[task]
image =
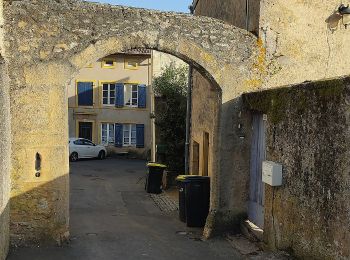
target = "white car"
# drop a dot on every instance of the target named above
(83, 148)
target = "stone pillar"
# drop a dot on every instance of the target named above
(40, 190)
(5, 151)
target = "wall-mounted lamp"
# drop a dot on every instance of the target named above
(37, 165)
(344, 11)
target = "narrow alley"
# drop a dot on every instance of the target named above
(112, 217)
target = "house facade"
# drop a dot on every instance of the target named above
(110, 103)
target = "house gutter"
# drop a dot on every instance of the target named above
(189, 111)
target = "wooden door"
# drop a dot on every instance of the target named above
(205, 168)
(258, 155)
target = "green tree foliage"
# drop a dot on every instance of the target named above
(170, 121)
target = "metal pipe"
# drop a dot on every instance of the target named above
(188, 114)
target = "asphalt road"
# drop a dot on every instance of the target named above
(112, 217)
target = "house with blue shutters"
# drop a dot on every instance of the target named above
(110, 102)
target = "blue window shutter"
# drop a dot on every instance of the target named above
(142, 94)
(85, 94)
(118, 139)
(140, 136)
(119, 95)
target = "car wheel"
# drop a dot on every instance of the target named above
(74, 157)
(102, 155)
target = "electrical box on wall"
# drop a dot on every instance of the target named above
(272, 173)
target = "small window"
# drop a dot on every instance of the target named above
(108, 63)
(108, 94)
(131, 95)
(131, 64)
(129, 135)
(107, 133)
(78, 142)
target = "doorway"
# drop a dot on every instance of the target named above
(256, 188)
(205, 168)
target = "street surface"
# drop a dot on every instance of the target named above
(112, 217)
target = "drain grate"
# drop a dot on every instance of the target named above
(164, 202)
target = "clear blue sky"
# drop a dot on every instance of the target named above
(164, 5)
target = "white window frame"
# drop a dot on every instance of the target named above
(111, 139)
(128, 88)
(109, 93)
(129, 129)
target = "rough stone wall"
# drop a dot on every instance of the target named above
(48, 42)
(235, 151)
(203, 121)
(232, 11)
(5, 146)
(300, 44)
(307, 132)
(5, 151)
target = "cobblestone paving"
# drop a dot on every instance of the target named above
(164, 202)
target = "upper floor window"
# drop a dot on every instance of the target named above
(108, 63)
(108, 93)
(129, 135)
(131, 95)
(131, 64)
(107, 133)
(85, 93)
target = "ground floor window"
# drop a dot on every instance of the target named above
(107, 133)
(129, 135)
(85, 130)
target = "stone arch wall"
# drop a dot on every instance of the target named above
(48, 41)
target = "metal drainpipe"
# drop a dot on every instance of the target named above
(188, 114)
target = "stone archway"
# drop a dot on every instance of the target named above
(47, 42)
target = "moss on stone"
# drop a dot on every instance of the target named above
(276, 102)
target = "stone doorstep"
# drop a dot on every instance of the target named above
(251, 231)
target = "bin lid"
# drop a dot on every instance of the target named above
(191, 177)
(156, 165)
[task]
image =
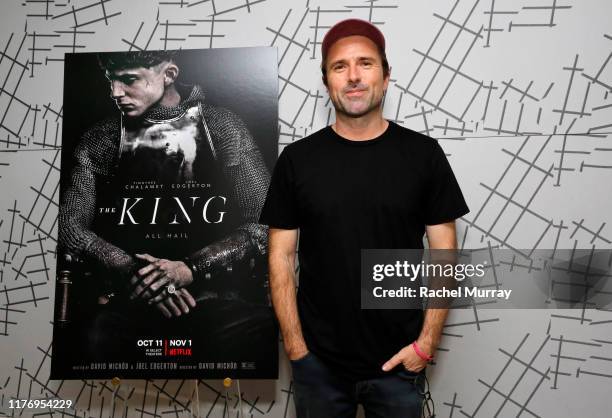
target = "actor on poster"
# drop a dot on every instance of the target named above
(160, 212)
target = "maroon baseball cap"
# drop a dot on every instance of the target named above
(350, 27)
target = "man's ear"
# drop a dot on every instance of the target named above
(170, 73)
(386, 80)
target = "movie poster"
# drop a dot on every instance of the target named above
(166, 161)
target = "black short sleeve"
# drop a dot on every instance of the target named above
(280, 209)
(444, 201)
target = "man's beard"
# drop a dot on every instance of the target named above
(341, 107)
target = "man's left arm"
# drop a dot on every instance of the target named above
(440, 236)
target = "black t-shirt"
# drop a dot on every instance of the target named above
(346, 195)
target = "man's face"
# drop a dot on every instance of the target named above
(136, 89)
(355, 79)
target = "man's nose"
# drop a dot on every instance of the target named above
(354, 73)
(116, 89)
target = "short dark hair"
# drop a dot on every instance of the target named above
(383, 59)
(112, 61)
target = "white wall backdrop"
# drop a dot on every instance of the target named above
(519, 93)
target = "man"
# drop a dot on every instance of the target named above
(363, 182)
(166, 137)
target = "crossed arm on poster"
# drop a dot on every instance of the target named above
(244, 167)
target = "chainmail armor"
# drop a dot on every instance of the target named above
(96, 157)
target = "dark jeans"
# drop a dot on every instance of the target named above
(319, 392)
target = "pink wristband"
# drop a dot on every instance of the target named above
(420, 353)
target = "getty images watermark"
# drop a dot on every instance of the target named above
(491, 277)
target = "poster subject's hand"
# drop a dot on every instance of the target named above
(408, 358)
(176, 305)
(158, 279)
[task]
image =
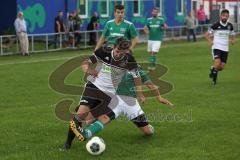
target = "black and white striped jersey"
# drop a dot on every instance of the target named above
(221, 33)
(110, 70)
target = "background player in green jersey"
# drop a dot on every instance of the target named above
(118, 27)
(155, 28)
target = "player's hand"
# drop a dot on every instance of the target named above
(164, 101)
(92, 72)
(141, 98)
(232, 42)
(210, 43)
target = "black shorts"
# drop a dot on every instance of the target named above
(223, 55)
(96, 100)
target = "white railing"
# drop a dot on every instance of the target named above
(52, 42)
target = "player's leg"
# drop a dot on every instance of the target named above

[What needs to be done] Exclude the images and reproduce the remaining data exactly.

[Task response]
[task]
image =
target = "white car"
# drop a dot on every instance of the target named above
(83, 148)
target = "stone pillar"
# drop a dot on every instance of the target named above
(40, 190)
(5, 151)
target = "wall-mounted lamp"
# drop a dot on every instance of the target named above
(37, 165)
(344, 11)
target = "narrow alley"
# drop a dot on every instance of the target named above
(112, 217)
target = "house facade"
# drop a dot on every instance of the target named above
(110, 103)
target = "house gutter"
# drop a dot on every instance of the target named above
(189, 111)
target = "wooden door"
# drop a dot on every instance of the target named above
(205, 168)
(258, 155)
target = "green tree foliage"
# drop a dot on every instance of the target named above
(170, 121)
target = "metal pipe"
# drop a dot on every instance of the target named above
(188, 114)
target = "asphalt road"
# drop a dot on every instance of the target named above
(112, 217)
target = "house with blue shutters"
# drop a dot on every instance of the target named above
(110, 102)
target = "blue window shutter"
# drop a dot on every instance of the target named above
(142, 94)
(85, 94)
(118, 139)
(140, 136)
(119, 95)
target = "car wheel"
# drop a dot on every instance of the target named above
(74, 157)
(102, 155)
target = "electrical box on wall"
# drop a dot on every instance of the target named above
(272, 173)
target = "small window"
# drop a dot on every instance of the target named above
(108, 63)
(108, 94)
(131, 95)
(131, 64)
(129, 135)
(107, 133)
(78, 142)
target = "doorway"
# drop a dot on every instance of the target named above
(256, 188)
(205, 168)
target = "street surface"
# drop a dot on every instance of the target named above
(112, 217)
target = "drain grate"
# drop a dot on every instance of the target named above
(164, 202)
target = "clear blue sky"
# drop a dot on every instance of the target named above
(164, 5)
target = "white window frame"
# drop a dot on every instance of the target named above
(111, 139)
(128, 88)
(109, 93)
(129, 129)
target = "rough stone wall"
# drop a dot on every instance of the target named above
(48, 42)
(235, 151)
(203, 121)
(232, 11)
(5, 146)
(300, 44)
(307, 132)
(5, 151)
target = "cobblestone paving"
# drop a dot on every instance of the target named above
(164, 202)
target = "upper floor window"
# drop a dot on every instance of the target named above
(108, 63)
(108, 93)
(129, 135)
(131, 95)
(131, 64)
(107, 133)
(85, 93)
target = "ground floor window"
# drop a dot on every instance of the target named above
(107, 133)
(129, 135)
(85, 130)
target = "stone arch wall"
# drop a dot on every instance of the target named above
(48, 41)
target = "metal drainpipe"
# drop a dot on every instance of the target named above
(188, 114)
target = "stone archway"
# drop a dot on every instance of the target named above
(47, 42)
target = "moss on stone"
# drop a dot on every instance of the target named above
(276, 102)
target = "stone doorstep"
# drop a dot on every instance of the target named above
(251, 231)
target = "bin lid"
# drop a dot on every instance of the target named above
(191, 177)
(156, 165)
[task]
image =
target = "actor on poster"
# drop a dot on every instance of the target named above
(160, 212)
target = "maroon baseball cap"
# drop a dot on every instance of the target named above
(350, 27)
target = "man's ear"
# drop a dot on every instance of the target named above
(170, 73)
(386, 80)
target = "movie poster"
# drop a dot on every instance of the target named above
(166, 161)
target = "black short sleeve"
# drop a dot on every instance of the target named above
(280, 209)
(444, 201)
target = "man's beard"
# drop a dot on every instance of the target named above
(341, 107)
target = "man's left arm"
# drop a dot on every instance of the target named above
(440, 236)
target = "black t-shirt"
# drop a dot on every instance of the target named above
(346, 195)
target = "man's face"
# drop a dot on every instance of the target named above
(136, 89)
(355, 79)
target = "man's nose"
# drop a dot on every instance of the target named above
(354, 73)
(116, 89)
target = "short dark hair"
# drop a dot on every instance of the target named above
(383, 59)
(112, 61)
target = "white wall backdrop"
# drop a dot on every instance of the target named above
(519, 93)
target = "man"
# drop a dot on every instance of the target named above
(363, 182)
(166, 137)
target = "crossed arm on poster"
# drop a dot on every instance of the target named above
(244, 167)
target = "chainmail armor"
# drop a dot on every instance of the target named above
(96, 157)
target = "dark jeans"
# drop a dot on every instance of the target named above
(319, 392)
target = "pink wristband"
# drop a dot on every instance of the target named above
(420, 353)
target = "getty images watermark"
# drop a dot on every instance of the target named above
(491, 277)
target = "poster subject's hand"
# drop a dot on every instance of the target named above
(408, 358)
(176, 305)
(158, 279)
[task]
image =
target = "black and white striped jersey"
# drop a dot on every instance of the target named above
(221, 33)
(110, 70)
target = "background player in green jersey"
# drop a dot on every instance of the target named above
(118, 27)
(155, 28)
target = "player's hand"
# drop a dot on every instance of the target named above
(164, 101)
(92, 72)
(141, 98)
(232, 42)
(210, 43)
target = "black shorts"
# drop a dot on every instance of the target named above
(223, 55)
(96, 100)
target = "white railing"
# drop a dot on every instance of the target named above
(52, 42)
target = "player's leg"
# drop a dot on every instance of the target named above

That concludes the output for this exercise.